◆ **Dati forniti**
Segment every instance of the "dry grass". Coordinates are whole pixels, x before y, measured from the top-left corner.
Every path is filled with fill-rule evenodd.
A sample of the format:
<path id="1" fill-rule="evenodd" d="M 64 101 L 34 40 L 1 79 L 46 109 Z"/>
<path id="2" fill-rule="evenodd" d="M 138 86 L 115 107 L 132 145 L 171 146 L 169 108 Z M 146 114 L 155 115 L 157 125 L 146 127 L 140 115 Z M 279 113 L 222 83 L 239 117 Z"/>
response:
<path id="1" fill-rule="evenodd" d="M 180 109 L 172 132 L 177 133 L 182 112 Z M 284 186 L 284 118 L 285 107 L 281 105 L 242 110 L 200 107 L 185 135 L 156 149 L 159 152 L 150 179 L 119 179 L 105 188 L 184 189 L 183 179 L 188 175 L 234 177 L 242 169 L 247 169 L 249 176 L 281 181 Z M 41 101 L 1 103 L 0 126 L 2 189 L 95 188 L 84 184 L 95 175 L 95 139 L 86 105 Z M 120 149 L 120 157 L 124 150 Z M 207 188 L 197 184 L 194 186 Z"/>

◆ **Lavoro da svolgere**
Restituisca tutte le righe dei dati riportati sopra, identiche e senza alcuna modifica.

◆ **Risposta attesa**
Segment every instance of the "dry grass". Coordinates are whole pixels, x before y, measured from the top-left corner.
Every path is filled with fill-rule evenodd.
A sample of the format:
<path id="1" fill-rule="evenodd" d="M 64 101 L 34 40 L 1 79 L 46 109 Z"/>
<path id="2" fill-rule="evenodd" d="M 138 86 L 115 107 L 132 145 L 171 146 L 169 108 Z M 146 114 L 155 115 L 157 125 L 146 127 L 140 115 Z M 279 113 L 222 83 L 239 117 Z"/>
response:
<path id="1" fill-rule="evenodd" d="M 180 109 L 172 132 L 177 133 L 182 112 Z M 284 186 L 284 118 L 285 107 L 281 105 L 242 110 L 200 107 L 185 135 L 156 149 L 159 152 L 150 179 L 119 179 L 105 188 L 184 189 L 183 179 L 188 175 L 234 177 L 242 169 L 247 169 L 249 176 L 281 181 Z M 41 101 L 1 103 L 0 126 L 2 189 L 95 188 L 84 184 L 95 175 L 95 139 L 86 105 Z M 120 149 L 120 157 L 124 150 Z M 207 188 L 197 184 L 194 186 Z"/>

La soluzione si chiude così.